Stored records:
◆ ◆ ◆ ◆

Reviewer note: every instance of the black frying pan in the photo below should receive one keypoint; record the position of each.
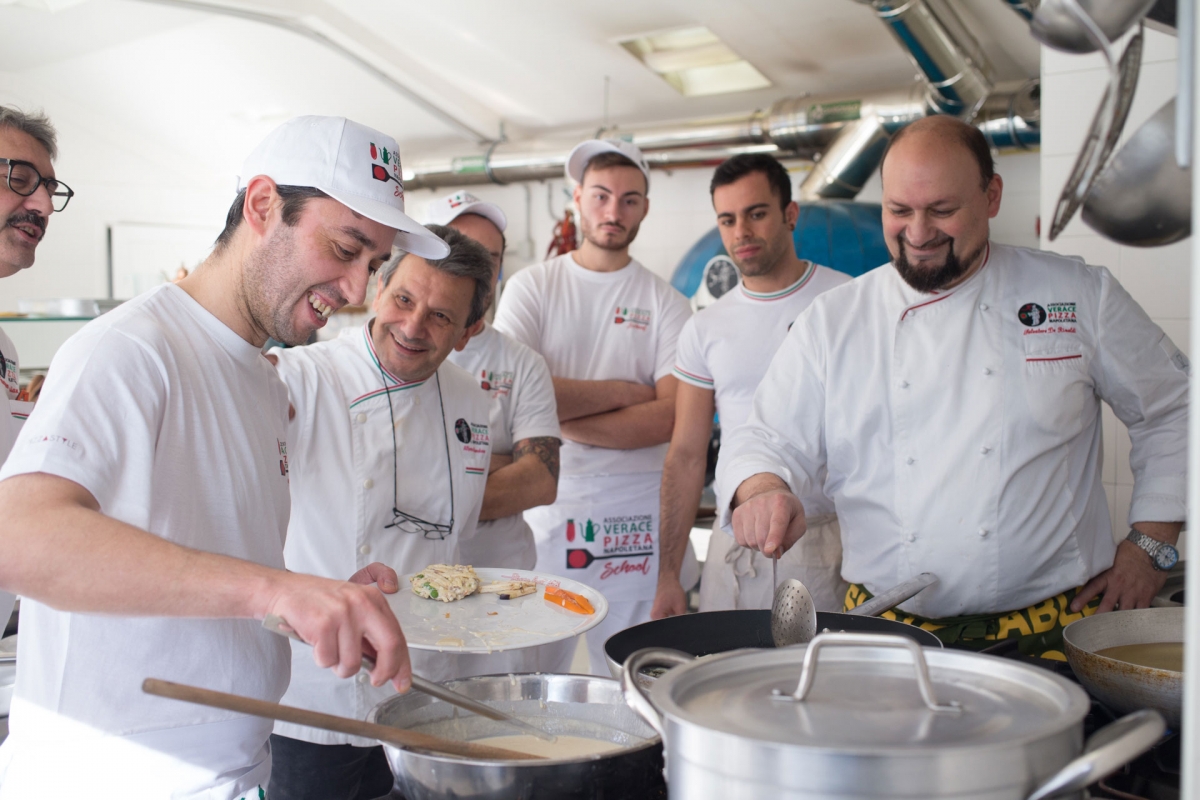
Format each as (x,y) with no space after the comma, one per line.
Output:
(711,632)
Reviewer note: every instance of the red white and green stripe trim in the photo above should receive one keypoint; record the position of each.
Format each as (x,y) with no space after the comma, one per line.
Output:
(689,378)
(397,384)
(767,296)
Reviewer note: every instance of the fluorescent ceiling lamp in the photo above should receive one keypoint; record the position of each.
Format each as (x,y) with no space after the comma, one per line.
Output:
(695,61)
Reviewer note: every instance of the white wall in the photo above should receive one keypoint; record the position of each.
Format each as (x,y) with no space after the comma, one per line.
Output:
(1157,277)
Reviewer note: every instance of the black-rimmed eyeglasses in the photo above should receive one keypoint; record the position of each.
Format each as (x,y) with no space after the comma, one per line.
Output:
(24,179)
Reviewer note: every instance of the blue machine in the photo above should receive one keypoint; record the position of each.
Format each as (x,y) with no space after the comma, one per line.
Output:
(843,234)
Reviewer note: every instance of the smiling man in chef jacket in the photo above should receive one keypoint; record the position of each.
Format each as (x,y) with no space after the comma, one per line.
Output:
(28,197)
(147,498)
(390,445)
(954,397)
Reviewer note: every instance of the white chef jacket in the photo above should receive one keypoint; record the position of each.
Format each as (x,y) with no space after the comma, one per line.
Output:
(961,429)
(13,414)
(178,426)
(522,407)
(342,480)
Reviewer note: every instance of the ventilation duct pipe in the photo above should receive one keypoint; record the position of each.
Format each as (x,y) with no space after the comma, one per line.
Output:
(942,49)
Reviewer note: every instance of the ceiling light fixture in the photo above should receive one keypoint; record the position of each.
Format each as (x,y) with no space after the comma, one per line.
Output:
(695,61)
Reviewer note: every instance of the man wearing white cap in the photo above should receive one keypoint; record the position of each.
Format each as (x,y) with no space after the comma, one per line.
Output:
(523,471)
(607,329)
(151,482)
(389,459)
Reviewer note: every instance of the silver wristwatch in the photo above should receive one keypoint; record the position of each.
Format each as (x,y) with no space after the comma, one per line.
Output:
(1162,555)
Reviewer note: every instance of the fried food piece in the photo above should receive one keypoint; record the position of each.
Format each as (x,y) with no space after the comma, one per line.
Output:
(569,600)
(445,582)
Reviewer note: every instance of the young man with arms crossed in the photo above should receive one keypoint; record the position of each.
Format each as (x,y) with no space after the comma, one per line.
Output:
(151,482)
(607,329)
(389,449)
(724,352)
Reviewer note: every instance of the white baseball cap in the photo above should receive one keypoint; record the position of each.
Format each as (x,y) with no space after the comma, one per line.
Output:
(586,151)
(357,166)
(445,210)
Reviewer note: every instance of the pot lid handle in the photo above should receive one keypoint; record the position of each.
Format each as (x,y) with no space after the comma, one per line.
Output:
(808,673)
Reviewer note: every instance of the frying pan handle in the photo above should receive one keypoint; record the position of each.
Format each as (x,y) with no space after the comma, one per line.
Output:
(809,672)
(1109,749)
(635,697)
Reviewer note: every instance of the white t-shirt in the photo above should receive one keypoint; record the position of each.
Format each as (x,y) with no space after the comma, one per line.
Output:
(961,429)
(522,407)
(178,426)
(727,347)
(342,479)
(591,325)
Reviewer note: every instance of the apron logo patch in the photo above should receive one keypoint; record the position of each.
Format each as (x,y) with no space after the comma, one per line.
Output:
(636,318)
(1032,314)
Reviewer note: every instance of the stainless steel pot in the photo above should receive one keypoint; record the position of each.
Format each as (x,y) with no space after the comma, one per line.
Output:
(1125,686)
(855,716)
(581,705)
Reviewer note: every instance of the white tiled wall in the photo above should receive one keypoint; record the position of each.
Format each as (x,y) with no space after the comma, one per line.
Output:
(1158,278)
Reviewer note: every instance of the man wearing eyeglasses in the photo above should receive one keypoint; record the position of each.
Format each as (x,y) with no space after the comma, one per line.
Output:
(147,498)
(390,447)
(30,194)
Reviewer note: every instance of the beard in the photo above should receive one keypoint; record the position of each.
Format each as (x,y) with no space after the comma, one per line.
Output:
(934,278)
(589,234)
(269,290)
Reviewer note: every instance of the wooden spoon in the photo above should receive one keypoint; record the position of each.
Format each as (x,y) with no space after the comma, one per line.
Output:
(397,737)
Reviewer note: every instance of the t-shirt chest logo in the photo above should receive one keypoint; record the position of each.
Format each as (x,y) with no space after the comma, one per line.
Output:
(498,383)
(475,445)
(1051,318)
(635,318)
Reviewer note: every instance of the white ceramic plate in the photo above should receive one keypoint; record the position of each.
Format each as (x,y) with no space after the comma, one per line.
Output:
(487,624)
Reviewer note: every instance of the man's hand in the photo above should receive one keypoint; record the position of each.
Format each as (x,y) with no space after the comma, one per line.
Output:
(670,600)
(346,620)
(767,516)
(1132,582)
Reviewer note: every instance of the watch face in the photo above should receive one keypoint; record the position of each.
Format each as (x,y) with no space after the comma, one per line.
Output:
(1167,557)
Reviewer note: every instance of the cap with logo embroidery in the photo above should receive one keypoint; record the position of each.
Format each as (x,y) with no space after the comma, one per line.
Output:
(445,210)
(586,151)
(357,166)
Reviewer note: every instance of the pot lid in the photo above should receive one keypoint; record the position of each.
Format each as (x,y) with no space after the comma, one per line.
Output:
(864,693)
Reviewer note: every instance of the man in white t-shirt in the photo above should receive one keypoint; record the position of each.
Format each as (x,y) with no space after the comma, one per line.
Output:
(28,198)
(151,482)
(607,329)
(724,352)
(389,446)
(523,473)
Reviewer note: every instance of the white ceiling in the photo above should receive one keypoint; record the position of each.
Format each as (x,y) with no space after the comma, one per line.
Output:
(166,80)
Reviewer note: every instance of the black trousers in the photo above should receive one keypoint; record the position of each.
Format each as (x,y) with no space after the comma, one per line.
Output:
(301,770)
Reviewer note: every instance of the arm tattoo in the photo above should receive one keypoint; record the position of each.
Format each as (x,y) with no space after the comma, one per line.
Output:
(545,447)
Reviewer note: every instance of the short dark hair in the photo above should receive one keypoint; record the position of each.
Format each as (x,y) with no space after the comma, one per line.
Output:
(969,136)
(467,259)
(737,167)
(611,158)
(294,199)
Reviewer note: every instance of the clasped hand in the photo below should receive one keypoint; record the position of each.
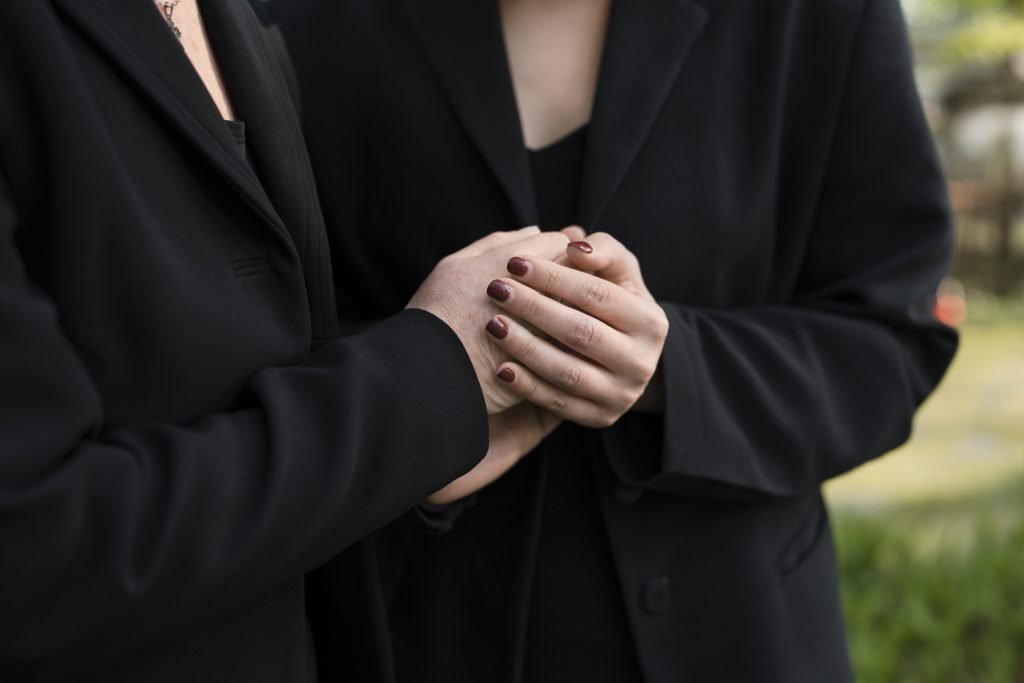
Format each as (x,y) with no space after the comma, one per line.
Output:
(573,334)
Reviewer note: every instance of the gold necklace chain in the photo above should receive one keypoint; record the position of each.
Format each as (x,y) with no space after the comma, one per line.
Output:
(167,9)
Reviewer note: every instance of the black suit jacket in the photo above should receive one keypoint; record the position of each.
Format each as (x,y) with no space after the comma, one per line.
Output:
(770,166)
(182,433)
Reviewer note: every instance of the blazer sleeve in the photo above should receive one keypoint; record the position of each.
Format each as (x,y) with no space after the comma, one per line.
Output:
(771,400)
(112,539)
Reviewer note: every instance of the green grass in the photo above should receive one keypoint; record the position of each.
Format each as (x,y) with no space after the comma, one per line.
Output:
(931,538)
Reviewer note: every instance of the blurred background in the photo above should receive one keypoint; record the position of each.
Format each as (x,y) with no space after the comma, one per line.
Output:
(931,537)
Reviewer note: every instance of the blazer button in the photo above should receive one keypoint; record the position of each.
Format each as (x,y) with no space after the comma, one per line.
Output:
(657,594)
(626,495)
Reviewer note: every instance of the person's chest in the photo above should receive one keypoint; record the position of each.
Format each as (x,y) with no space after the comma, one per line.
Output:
(170,268)
(705,155)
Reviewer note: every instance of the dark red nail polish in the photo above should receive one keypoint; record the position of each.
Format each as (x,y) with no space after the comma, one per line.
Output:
(497,328)
(518,266)
(499,291)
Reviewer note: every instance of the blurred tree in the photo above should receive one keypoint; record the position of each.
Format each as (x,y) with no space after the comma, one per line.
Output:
(989,35)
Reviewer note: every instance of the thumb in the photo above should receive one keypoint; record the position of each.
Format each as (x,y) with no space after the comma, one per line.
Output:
(605,257)
(497,240)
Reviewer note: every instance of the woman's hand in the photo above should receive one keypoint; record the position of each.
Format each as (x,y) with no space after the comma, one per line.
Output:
(454,292)
(513,433)
(606,333)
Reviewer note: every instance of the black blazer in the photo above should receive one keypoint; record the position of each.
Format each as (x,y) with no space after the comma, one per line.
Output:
(174,454)
(770,166)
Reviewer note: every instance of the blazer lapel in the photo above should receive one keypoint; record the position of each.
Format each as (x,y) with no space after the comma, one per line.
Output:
(466,47)
(135,37)
(646,45)
(274,143)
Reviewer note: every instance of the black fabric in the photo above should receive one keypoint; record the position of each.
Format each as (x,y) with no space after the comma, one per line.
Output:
(770,166)
(576,630)
(238,129)
(182,433)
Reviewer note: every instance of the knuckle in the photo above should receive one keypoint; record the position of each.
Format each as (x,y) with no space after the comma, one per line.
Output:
(526,350)
(583,334)
(595,294)
(551,280)
(530,306)
(558,403)
(570,376)
(656,323)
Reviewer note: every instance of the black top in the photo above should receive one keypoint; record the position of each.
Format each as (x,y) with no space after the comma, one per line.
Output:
(173,455)
(577,629)
(793,229)
(238,130)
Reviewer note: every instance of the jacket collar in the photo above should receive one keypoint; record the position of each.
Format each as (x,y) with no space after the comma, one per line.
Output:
(465,46)
(645,48)
(646,45)
(135,38)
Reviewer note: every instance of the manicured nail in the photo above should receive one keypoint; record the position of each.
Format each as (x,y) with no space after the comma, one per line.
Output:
(497,328)
(517,266)
(499,291)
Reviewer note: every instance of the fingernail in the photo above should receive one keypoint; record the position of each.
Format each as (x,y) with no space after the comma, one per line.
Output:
(517,266)
(499,291)
(497,328)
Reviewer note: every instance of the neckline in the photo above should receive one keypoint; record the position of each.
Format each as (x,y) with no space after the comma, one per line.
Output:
(569,136)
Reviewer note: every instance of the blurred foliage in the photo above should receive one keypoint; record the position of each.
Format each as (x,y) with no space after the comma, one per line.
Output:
(931,538)
(990,37)
(952,612)
(988,31)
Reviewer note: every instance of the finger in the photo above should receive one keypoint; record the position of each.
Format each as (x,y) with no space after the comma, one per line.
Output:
(527,385)
(560,369)
(608,258)
(580,332)
(573,232)
(498,239)
(592,294)
(547,246)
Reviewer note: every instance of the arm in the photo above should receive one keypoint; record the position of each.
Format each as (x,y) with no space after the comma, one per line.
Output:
(112,539)
(774,399)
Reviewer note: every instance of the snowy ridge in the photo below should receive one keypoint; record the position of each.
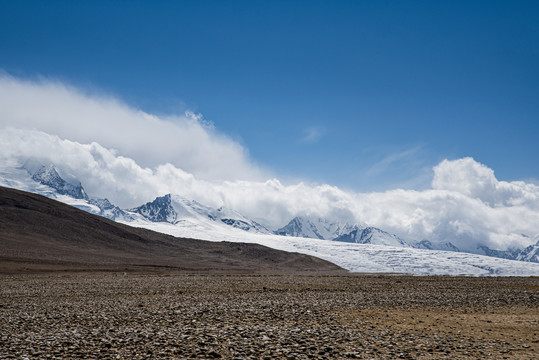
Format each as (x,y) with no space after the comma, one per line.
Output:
(48,175)
(175,209)
(359,248)
(315,228)
(324,229)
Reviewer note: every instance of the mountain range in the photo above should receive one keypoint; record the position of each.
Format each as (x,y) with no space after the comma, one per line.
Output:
(175,210)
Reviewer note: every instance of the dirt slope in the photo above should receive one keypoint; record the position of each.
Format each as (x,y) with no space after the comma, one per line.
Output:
(37,233)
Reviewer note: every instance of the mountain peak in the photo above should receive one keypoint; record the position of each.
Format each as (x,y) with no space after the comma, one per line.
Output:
(49,175)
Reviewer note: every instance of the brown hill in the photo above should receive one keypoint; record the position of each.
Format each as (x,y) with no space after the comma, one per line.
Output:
(37,233)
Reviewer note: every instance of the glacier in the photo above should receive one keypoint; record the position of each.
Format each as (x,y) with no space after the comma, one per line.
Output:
(360,249)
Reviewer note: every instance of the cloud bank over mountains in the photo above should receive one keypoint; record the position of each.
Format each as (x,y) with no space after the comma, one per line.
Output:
(131,157)
(183,141)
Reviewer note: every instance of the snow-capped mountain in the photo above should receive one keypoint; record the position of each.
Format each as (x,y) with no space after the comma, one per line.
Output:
(324,229)
(175,209)
(48,175)
(355,247)
(372,235)
(315,228)
(428,245)
(530,253)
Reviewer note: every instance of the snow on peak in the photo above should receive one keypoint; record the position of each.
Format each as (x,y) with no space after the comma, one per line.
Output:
(174,209)
(49,175)
(315,228)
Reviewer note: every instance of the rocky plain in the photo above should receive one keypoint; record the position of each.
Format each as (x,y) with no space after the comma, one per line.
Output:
(175,315)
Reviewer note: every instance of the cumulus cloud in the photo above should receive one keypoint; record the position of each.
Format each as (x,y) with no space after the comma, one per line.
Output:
(186,141)
(466,205)
(131,157)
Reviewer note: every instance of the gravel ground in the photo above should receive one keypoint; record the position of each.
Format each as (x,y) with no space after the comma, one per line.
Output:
(179,316)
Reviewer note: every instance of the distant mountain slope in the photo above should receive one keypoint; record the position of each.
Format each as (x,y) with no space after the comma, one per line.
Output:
(38,230)
(48,180)
(324,229)
(174,209)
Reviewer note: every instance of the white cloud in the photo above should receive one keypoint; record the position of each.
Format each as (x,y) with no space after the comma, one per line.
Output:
(312,134)
(186,141)
(465,205)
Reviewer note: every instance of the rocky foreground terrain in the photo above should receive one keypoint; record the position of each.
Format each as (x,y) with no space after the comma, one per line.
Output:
(177,316)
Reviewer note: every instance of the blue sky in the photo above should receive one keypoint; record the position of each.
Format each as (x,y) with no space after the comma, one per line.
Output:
(363,95)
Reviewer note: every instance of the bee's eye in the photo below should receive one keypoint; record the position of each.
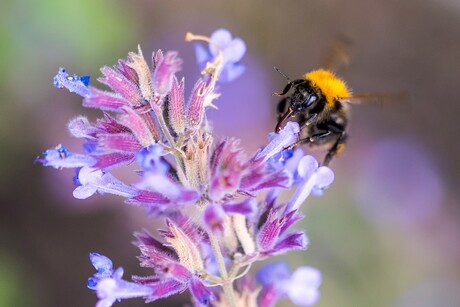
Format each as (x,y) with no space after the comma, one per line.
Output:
(310,99)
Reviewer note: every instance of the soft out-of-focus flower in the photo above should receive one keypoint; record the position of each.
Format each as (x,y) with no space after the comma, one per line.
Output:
(401,180)
(300,286)
(314,180)
(233,50)
(109,285)
(217,223)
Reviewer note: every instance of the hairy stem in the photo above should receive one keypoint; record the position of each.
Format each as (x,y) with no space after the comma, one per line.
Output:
(228,284)
(172,144)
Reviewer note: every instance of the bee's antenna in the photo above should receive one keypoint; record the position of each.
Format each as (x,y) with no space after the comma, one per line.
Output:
(281,73)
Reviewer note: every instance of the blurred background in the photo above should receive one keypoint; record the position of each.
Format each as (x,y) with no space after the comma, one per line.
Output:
(386,233)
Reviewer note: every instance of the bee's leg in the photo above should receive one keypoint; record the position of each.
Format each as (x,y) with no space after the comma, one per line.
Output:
(307,121)
(311,139)
(336,149)
(288,86)
(281,107)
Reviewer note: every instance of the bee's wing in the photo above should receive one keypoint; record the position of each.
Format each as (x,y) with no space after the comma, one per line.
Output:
(377,98)
(338,55)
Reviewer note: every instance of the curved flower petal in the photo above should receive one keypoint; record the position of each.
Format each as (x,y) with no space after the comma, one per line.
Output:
(75,84)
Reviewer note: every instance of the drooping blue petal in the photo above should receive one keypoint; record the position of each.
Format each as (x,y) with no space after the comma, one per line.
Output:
(74,84)
(279,141)
(150,159)
(95,180)
(233,50)
(61,157)
(314,178)
(110,286)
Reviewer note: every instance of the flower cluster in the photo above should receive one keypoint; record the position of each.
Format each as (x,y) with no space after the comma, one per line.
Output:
(220,207)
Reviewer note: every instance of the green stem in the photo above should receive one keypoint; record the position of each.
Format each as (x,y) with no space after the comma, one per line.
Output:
(179,161)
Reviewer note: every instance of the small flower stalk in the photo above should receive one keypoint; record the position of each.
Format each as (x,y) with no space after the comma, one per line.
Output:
(219,205)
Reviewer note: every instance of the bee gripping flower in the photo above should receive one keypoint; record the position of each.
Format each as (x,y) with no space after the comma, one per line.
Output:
(221,209)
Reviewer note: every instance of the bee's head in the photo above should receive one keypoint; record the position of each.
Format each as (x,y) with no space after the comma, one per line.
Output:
(303,98)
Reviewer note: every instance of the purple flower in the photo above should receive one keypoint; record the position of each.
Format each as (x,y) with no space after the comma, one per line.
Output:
(314,180)
(301,286)
(279,141)
(94,180)
(233,50)
(273,237)
(165,68)
(109,285)
(74,84)
(61,157)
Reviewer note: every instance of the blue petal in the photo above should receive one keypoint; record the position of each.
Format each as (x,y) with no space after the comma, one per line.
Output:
(273,273)
(74,84)
(150,159)
(101,263)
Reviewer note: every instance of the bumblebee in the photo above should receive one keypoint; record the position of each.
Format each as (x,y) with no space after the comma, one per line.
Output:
(319,103)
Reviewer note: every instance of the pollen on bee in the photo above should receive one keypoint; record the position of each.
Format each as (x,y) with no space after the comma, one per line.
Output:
(331,86)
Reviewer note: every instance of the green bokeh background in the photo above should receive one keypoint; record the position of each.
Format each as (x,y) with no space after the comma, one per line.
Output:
(367,259)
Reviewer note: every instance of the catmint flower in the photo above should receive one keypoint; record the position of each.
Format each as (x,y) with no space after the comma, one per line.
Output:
(93,180)
(300,286)
(279,141)
(233,50)
(314,179)
(74,84)
(273,237)
(207,191)
(108,283)
(61,157)
(165,68)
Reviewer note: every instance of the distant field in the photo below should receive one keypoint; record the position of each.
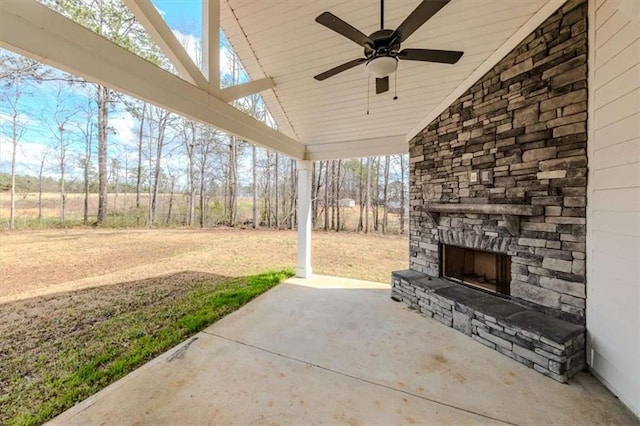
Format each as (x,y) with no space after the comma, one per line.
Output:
(123,214)
(81,307)
(39,262)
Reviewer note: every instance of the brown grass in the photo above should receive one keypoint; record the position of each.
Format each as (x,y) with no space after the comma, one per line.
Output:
(34,263)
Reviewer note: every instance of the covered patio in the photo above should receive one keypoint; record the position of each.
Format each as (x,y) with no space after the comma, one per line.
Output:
(328,350)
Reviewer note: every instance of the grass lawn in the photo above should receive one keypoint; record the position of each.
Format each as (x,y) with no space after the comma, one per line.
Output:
(80,308)
(58,349)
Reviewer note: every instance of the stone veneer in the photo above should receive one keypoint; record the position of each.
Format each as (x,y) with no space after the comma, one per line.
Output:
(525,121)
(551,346)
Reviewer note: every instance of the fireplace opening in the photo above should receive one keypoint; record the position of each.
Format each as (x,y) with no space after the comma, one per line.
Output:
(485,270)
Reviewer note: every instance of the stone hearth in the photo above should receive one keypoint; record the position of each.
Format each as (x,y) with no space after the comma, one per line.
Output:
(549,345)
(504,170)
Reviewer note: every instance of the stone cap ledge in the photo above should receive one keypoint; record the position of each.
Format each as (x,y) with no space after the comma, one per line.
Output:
(504,310)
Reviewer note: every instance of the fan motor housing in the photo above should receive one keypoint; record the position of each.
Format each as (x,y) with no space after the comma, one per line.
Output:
(381,47)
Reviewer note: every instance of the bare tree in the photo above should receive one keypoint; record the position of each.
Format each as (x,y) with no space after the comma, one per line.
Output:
(15,71)
(367,197)
(41,165)
(61,125)
(402,191)
(87,131)
(161,119)
(385,195)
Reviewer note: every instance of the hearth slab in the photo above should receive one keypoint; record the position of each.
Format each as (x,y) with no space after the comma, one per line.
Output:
(409,274)
(495,306)
(551,346)
(433,283)
(459,293)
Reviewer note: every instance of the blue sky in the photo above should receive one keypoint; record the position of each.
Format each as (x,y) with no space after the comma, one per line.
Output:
(182,15)
(38,106)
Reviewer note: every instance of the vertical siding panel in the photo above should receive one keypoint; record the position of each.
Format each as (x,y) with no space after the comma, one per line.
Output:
(613,212)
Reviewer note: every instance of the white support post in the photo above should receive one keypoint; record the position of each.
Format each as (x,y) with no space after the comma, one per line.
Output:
(303,267)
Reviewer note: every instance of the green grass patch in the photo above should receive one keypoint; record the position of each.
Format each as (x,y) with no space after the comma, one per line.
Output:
(87,361)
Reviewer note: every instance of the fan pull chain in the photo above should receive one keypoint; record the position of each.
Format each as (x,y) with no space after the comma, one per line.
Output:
(368,92)
(395,86)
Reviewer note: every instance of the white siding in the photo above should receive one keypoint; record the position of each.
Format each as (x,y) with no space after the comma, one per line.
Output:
(613,212)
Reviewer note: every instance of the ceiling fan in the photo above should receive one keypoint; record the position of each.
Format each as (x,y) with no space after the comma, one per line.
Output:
(382,47)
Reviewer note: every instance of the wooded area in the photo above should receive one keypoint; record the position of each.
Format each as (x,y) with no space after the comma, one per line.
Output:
(64,127)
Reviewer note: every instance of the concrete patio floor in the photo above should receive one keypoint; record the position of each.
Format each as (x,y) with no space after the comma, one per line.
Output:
(336,351)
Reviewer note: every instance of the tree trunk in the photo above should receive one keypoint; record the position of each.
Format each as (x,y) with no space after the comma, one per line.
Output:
(333,195)
(162,125)
(233,180)
(267,199)
(203,205)
(12,212)
(63,195)
(292,217)
(40,175)
(385,195)
(326,195)
(361,193)
(103,122)
(173,185)
(402,201)
(140,139)
(338,197)
(376,192)
(191,213)
(367,197)
(277,192)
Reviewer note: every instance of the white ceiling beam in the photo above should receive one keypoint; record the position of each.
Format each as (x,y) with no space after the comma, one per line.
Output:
(36,31)
(160,32)
(232,93)
(545,11)
(211,43)
(387,145)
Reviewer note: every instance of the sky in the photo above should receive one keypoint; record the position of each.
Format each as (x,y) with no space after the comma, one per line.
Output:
(182,15)
(38,105)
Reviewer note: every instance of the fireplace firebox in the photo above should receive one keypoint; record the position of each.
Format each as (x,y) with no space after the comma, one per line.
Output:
(481,269)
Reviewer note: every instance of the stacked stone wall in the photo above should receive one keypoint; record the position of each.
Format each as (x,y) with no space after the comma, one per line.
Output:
(525,122)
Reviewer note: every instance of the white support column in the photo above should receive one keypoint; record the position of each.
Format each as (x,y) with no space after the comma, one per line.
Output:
(303,267)
(211,43)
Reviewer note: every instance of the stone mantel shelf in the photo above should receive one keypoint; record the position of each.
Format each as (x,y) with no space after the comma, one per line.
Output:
(509,209)
(510,212)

◆ ◆ ◆ ◆

> **Job**
Begin with the line containing "Reviewer note: every instance of the sky" and repeat each line exactly until the records above end.

> **Full output**
Reviewer note: every instance of the sky in the photo above should receive one keypoint; record the position of each.
Format each as (x,y) with no space after the comma, one per line.
Output:
(182,15)
(38,105)
Reviewer note: every instance of the fireplace firebox in the photo above should receive one keypoint; record the position of each.
Format each as (x,y) with no space after the comma, one per line.
Output:
(481,269)
Reviewer note: every instance of the stacked stone wall in the photo above should receive one keypoint; record the position of each.
Format each as (x,y) with no space after the comma, one per line.
Output:
(525,122)
Reviewer note: every instance of the white support column in the photo above should receive one keypoint; record the position of each.
Format each as (x,y) with no space after the comma, one per line.
Output:
(303,267)
(211,43)
Reviewer note: every instance of the stone mantel shelf in the photo above should receive one keypoint; record the position of each.
Format each as (x,y) with no space after the comma, one per line.
Output:
(509,209)
(510,212)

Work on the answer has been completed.